Start of SOURCE DATA
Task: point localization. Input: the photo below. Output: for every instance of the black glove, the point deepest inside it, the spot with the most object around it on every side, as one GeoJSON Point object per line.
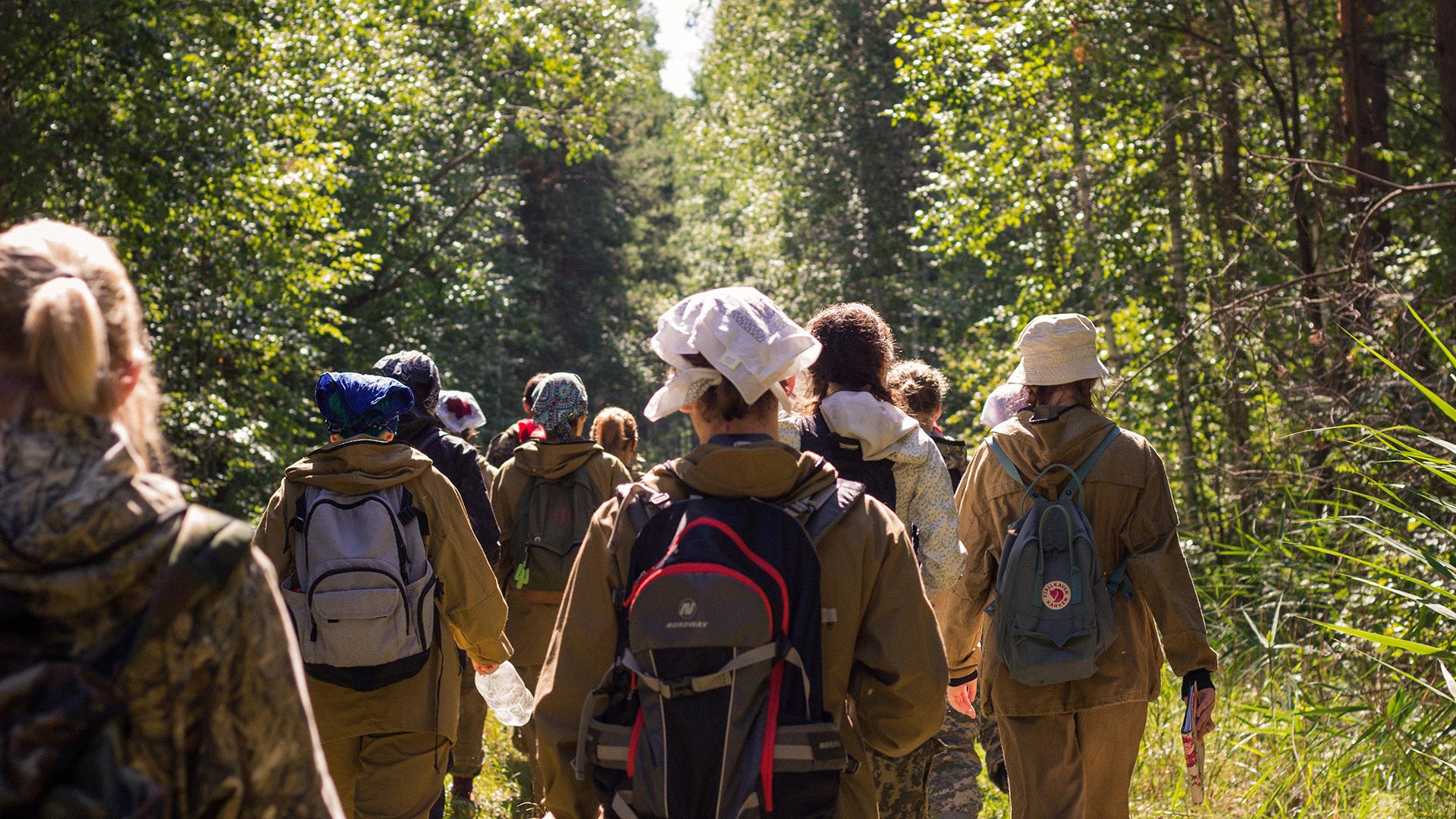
{"type": "Point", "coordinates": [1201, 676]}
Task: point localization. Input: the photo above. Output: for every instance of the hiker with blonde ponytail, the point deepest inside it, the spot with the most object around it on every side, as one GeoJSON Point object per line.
{"type": "Point", "coordinates": [109, 576]}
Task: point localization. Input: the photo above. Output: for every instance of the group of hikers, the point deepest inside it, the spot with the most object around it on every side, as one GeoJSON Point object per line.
{"type": "Point", "coordinates": [819, 611]}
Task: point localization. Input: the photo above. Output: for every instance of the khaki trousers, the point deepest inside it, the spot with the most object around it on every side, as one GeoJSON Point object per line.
{"type": "Point", "coordinates": [525, 736]}
{"type": "Point", "coordinates": [1075, 765]}
{"type": "Point", "coordinates": [389, 776]}
{"type": "Point", "coordinates": [468, 755]}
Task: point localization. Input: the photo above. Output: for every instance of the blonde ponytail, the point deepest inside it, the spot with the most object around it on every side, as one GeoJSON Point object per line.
{"type": "Point", "coordinates": [71, 331]}
{"type": "Point", "coordinates": [66, 343]}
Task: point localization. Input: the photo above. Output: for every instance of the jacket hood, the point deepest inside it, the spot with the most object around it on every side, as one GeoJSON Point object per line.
{"type": "Point", "coordinates": [359, 465]}
{"type": "Point", "coordinates": [883, 428]}
{"type": "Point", "coordinates": [1065, 441]}
{"type": "Point", "coordinates": [555, 460]}
{"type": "Point", "coordinates": [764, 469]}
{"type": "Point", "coordinates": [79, 521]}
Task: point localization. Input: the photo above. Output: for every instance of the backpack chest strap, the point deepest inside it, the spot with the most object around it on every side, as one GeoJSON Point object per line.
{"type": "Point", "coordinates": [723, 678]}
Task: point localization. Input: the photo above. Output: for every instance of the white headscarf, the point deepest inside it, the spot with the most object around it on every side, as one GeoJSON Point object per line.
{"type": "Point", "coordinates": [459, 411]}
{"type": "Point", "coordinates": [743, 334]}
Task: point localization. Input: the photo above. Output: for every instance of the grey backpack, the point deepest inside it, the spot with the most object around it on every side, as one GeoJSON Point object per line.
{"type": "Point", "coordinates": [1053, 611]}
{"type": "Point", "coordinates": [362, 594]}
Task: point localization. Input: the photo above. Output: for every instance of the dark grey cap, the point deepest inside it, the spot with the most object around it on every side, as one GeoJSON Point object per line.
{"type": "Point", "coordinates": [417, 371]}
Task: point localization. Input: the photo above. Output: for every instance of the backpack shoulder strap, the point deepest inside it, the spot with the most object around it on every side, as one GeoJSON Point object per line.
{"type": "Point", "coordinates": [829, 504]}
{"type": "Point", "coordinates": [1082, 471]}
{"type": "Point", "coordinates": [1006, 463]}
{"type": "Point", "coordinates": [410, 512]}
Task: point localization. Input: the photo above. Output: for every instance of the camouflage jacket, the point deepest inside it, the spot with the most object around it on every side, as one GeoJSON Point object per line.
{"type": "Point", "coordinates": [216, 707]}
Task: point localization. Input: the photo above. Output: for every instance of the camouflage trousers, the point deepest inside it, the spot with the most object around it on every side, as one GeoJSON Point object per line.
{"type": "Point", "coordinates": [954, 792]}
{"type": "Point", "coordinates": [902, 783]}
{"type": "Point", "coordinates": [937, 780]}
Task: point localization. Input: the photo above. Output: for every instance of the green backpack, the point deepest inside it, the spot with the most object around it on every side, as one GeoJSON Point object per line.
{"type": "Point", "coordinates": [549, 526]}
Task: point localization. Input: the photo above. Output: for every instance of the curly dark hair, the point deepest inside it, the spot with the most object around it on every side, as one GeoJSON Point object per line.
{"type": "Point", "coordinates": [858, 352]}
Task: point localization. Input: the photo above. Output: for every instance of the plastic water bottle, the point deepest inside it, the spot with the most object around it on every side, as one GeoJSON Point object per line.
{"type": "Point", "coordinates": [507, 695]}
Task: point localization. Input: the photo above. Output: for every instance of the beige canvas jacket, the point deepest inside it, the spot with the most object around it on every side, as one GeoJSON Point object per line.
{"type": "Point", "coordinates": [883, 654]}
{"type": "Point", "coordinates": [1133, 519]}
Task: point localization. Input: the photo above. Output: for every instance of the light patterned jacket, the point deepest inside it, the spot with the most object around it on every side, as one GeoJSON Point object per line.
{"type": "Point", "coordinates": [924, 493]}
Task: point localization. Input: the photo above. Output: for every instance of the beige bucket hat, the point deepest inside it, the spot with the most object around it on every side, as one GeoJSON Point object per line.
{"type": "Point", "coordinates": [1059, 349]}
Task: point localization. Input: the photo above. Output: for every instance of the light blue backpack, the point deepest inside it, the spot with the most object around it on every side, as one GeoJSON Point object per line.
{"type": "Point", "coordinates": [1053, 613]}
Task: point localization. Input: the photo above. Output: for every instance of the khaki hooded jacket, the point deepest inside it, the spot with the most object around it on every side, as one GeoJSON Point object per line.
{"type": "Point", "coordinates": [469, 601]}
{"type": "Point", "coordinates": [883, 656]}
{"type": "Point", "coordinates": [215, 703]}
{"type": "Point", "coordinates": [1133, 519]}
{"type": "Point", "coordinates": [532, 623]}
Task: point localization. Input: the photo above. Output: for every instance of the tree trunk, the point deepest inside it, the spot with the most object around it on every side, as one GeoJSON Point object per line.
{"type": "Point", "coordinates": [1191, 480]}
{"type": "Point", "coordinates": [1446, 71]}
{"type": "Point", "coordinates": [1366, 107]}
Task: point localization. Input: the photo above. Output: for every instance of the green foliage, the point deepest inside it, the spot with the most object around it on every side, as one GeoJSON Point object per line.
{"type": "Point", "coordinates": [302, 186]}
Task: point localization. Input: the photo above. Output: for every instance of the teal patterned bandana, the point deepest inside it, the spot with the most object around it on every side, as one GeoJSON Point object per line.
{"type": "Point", "coordinates": [560, 401]}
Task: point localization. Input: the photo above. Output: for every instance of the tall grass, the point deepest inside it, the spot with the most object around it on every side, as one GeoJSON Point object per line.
{"type": "Point", "coordinates": [1337, 635]}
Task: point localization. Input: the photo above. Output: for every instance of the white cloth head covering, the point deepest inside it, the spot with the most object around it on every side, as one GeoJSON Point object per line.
{"type": "Point", "coordinates": [1056, 350]}
{"type": "Point", "coordinates": [459, 411]}
{"type": "Point", "coordinates": [743, 334]}
{"type": "Point", "coordinates": [1002, 404]}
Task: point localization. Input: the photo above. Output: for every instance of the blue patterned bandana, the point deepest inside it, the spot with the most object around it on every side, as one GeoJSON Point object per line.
{"type": "Point", "coordinates": [561, 398]}
{"type": "Point", "coordinates": [357, 404]}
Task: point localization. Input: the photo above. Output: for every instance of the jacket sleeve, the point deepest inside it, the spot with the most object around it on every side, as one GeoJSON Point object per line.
{"type": "Point", "coordinates": [466, 477]}
{"type": "Point", "coordinates": [929, 506]}
{"type": "Point", "coordinates": [899, 675]}
{"type": "Point", "coordinates": [1159, 573]}
{"type": "Point", "coordinates": [962, 613]}
{"type": "Point", "coordinates": [271, 535]}
{"type": "Point", "coordinates": [264, 755]}
{"type": "Point", "coordinates": [471, 601]}
{"type": "Point", "coordinates": [577, 661]}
End of SOURCE DATA
PROBLEM STATEMENT | For the data above, return an exact copy that contains no pictures.

EXERCISE RESULT |
Task: point localization. Input: the photo below. Output: for every instance of the black glove, the point deepest inside it, the spot with the most object around it on every side, as one GeoJSON Point object per line.
{"type": "Point", "coordinates": [1201, 676]}
Task: point localization. Input: the photo above. Output: for every instance of the hiker with blonde ponytail, the point deepest inside it, the spot with the most object around it on every side, as one GeoJSON Point object per line.
{"type": "Point", "coordinates": [109, 576]}
Task: point localization. Input: the photo above. Output: for every instance of the group of hikers, the point deepest inside it, the spot with the most object around it on every side, as one GeoJSON Point object per line.
{"type": "Point", "coordinates": [819, 611]}
Task: point localization. Input: the photo above. Output: for every instance of the khaki trousers, the point deepest inside it, the spot with the most object around it on every side, as one GeoJSON Point object per line.
{"type": "Point", "coordinates": [525, 736]}
{"type": "Point", "coordinates": [1075, 765]}
{"type": "Point", "coordinates": [389, 776]}
{"type": "Point", "coordinates": [468, 755]}
Task: point localization. Input: the photo above. Output: for every instance of the blonde ponytail, the point deepest inside it, the spot with the most object around it on every side, as one GeoJSON Point object per line.
{"type": "Point", "coordinates": [71, 331]}
{"type": "Point", "coordinates": [66, 343]}
Task: point localization. Input: the photo above. Output: for every instance of the jacket hood, the point deepest inside it, the spot with the most object around it on every side, as one GeoJSON Point object per line.
{"type": "Point", "coordinates": [359, 465]}
{"type": "Point", "coordinates": [883, 428]}
{"type": "Point", "coordinates": [1065, 441]}
{"type": "Point", "coordinates": [555, 460]}
{"type": "Point", "coordinates": [764, 469]}
{"type": "Point", "coordinates": [79, 521]}
Task: point localization. Input: the photo above. Output: for every instance of the backpack chest strap, the point deepest inside it, the spot with the most object around it on every side, as one GeoJSON Point object per line.
{"type": "Point", "coordinates": [723, 678]}
Task: point localization. Input: the photo above. Output: for every instance of the white headscarf, the point deepest inside it, the spot with the most object around it on every side, as one GeoJSON Point object per line.
{"type": "Point", "coordinates": [459, 411]}
{"type": "Point", "coordinates": [743, 334]}
Task: point localization. Input: the photo above. Output: for every instance of the grey backpack, the point deepest inside it, the spot with the most object around it on every side, as one GeoJSON Point object per line.
{"type": "Point", "coordinates": [1053, 611]}
{"type": "Point", "coordinates": [362, 594]}
Task: point localization. Input: the photo above. Output: for every instance of the dark grey cap, the point deepest inside it, the spot with the most object around it on every side, as one GeoJSON Point object per line.
{"type": "Point", "coordinates": [417, 371]}
Task: point localization. Input: the photo above. Output: for every instance of the backpack shoulder strap, the point deepest inside it, the spot with the most object around it on every side, as one GeoJSON Point object per line.
{"type": "Point", "coordinates": [829, 504]}
{"type": "Point", "coordinates": [1082, 471]}
{"type": "Point", "coordinates": [1006, 463]}
{"type": "Point", "coordinates": [410, 512]}
Task: point localization. Input: the photo above. Output: for every instance of the camouflage jacket, the point deepest inside it, the spot with the most object around it on every side, as one GeoJSON Point object per line.
{"type": "Point", "coordinates": [216, 707]}
Task: point localization. Input: the photo above. Output: for every instance of the camouflage trousers, the point deepest inside it, the spot with the most object around it on every side, as one GeoJSON Point object per line.
{"type": "Point", "coordinates": [954, 792]}
{"type": "Point", "coordinates": [902, 783]}
{"type": "Point", "coordinates": [937, 780]}
Task: point localization. Input: the photo above. Output: for every instance of the green backpack, the point deepest inside it, the spot with the most object around it on every side, as one GeoJSON Point object per line.
{"type": "Point", "coordinates": [549, 526]}
Task: point localization. Input: the photo above. Output: for every instance of the curly dark hair, the point deepest inside it, the spot with the most object around it on every side, as one GeoJSON Point object per line.
{"type": "Point", "coordinates": [858, 352]}
Task: point localization. Input: the photo above. Output: for every instance of the plastic water bottle, the point deepest inside it, the spot with the most object around it on every side, as one GeoJSON Point object per line.
{"type": "Point", "coordinates": [507, 695]}
Task: point localization. Input: the photo above. Output: for every instance of the beige canvas jacket, the point deepest inside it, the spot with the most object around it on every side, as one GeoJSON Point object per line.
{"type": "Point", "coordinates": [883, 654]}
{"type": "Point", "coordinates": [1133, 519]}
Task: point localization. Input: the photo above. Output: for every instance of the light patterned jacket, the point deepest inside it, the spot with the most object around it on every side, as one GeoJSON Point object per line.
{"type": "Point", "coordinates": [924, 493]}
Task: point localization. Input: the photo above. Output: for every instance of the beige bucket hat, the point deepest inside it, the spot with the most object around it on every side, as one GeoJSON Point object per line.
{"type": "Point", "coordinates": [1059, 349]}
Task: point localization. Input: the photo above. Output: for every instance of the light blue backpack, the point deepest inside it, the spot with the most object around it on every side, as one GeoJSON Point object per line.
{"type": "Point", "coordinates": [1053, 613]}
Task: point localization. Input: the photo above. Output: for every instance of the khaki hooded jacket, the point deepest inside it, the spot with the most object around it on every side, as one GeoJSON Point object per line.
{"type": "Point", "coordinates": [469, 601]}
{"type": "Point", "coordinates": [883, 656]}
{"type": "Point", "coordinates": [215, 703]}
{"type": "Point", "coordinates": [1133, 519]}
{"type": "Point", "coordinates": [532, 623]}
Task: point localization. Input: the photo above. Output: for every instance of the tree trunk, the point deepest inside it, the spot with the most object around it on every side, as one GeoJSON Point object per line.
{"type": "Point", "coordinates": [1191, 480]}
{"type": "Point", "coordinates": [1446, 71]}
{"type": "Point", "coordinates": [1366, 107]}
Task: point localization. Input: the photo above. Output: for every instance of the green foliage, the point deepest inside it, the spot with the most object around it on every side, as one GeoJSON Point object per line.
{"type": "Point", "coordinates": [302, 186]}
Task: point localization. Input: the photo above. Output: for every instance of the teal patterned bandana, the point deepest inside it, the spot with the most object around it on every side, as one GeoJSON Point object per line.
{"type": "Point", "coordinates": [560, 401]}
Task: point localization. Input: the photo above. Output: for every instance of the tall grass, the point deepest inside it, the spot with the most object around it on every side, as one GeoJSON Point object per line.
{"type": "Point", "coordinates": [1337, 635]}
Task: point localization. Input: the photo above. Output: for every instance of the white cloth head covering, the point deepest inside it, the spot with the most object around it on every side, as one GeoJSON Point object per line.
{"type": "Point", "coordinates": [1056, 350]}
{"type": "Point", "coordinates": [459, 411]}
{"type": "Point", "coordinates": [743, 334]}
{"type": "Point", "coordinates": [1002, 404]}
Task: point localization. Input: the photo above. Output: for every instance of the blue patterned bandana, the point deepest inside it, the spot with the most object around it on every side, as one GeoJSON Point object per line.
{"type": "Point", "coordinates": [561, 398]}
{"type": "Point", "coordinates": [357, 404]}
Task: point localization. Input: the photo above. Output: for every instance of the jacket sleeve, the point deepest inside it, the spot with the most object around it on every side, as one GeoJSON Point object per line.
{"type": "Point", "coordinates": [466, 477]}
{"type": "Point", "coordinates": [929, 506]}
{"type": "Point", "coordinates": [899, 675]}
{"type": "Point", "coordinates": [1159, 573]}
{"type": "Point", "coordinates": [962, 613]}
{"type": "Point", "coordinates": [271, 535]}
{"type": "Point", "coordinates": [264, 755]}
{"type": "Point", "coordinates": [471, 601]}
{"type": "Point", "coordinates": [577, 661]}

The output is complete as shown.